Task to carry out » What follows is a set of records; restate each one word for word and drop the pictures.

[Dataset entries]
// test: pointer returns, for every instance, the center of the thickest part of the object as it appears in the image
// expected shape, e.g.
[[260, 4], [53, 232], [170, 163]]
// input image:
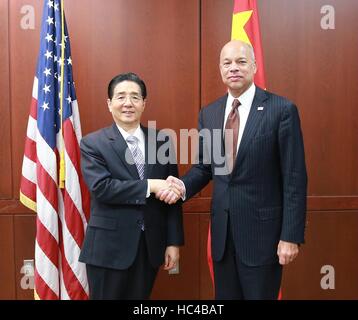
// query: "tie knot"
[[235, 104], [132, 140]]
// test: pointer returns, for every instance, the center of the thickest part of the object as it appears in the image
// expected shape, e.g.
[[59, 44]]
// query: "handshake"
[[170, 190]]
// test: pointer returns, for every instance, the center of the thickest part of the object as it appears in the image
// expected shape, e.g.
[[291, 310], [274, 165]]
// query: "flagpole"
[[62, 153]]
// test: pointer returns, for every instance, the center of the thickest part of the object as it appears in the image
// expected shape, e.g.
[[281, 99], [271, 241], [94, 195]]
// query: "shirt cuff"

Solution »
// test: pointer returns, for every instance, the center of the thickest part of the object as it appears in the image
// expected shape, e.g.
[[260, 4], [53, 232], [170, 163]]
// input image:
// query: "tie knot"
[[235, 104], [132, 140]]
// test: pointer returns, for every instance, the center of the thickest part of the object as it appears in the image
// expected shape, e.g.
[[59, 44]]
// query: "handshake"
[[170, 190]]
// test: pointer returns, for every instance, the center of the thickest part of the object as it appears in the image
// expected shape, e.g.
[[291, 310], [274, 165]]
// query: "flagpole"
[[62, 153]]
// test: pointer returns, for every instance, the center of the thickest part of the object as it appears in the image
// expected shape, e.g.
[[281, 99], [271, 241], [94, 195]]
// query: "shirt cuff"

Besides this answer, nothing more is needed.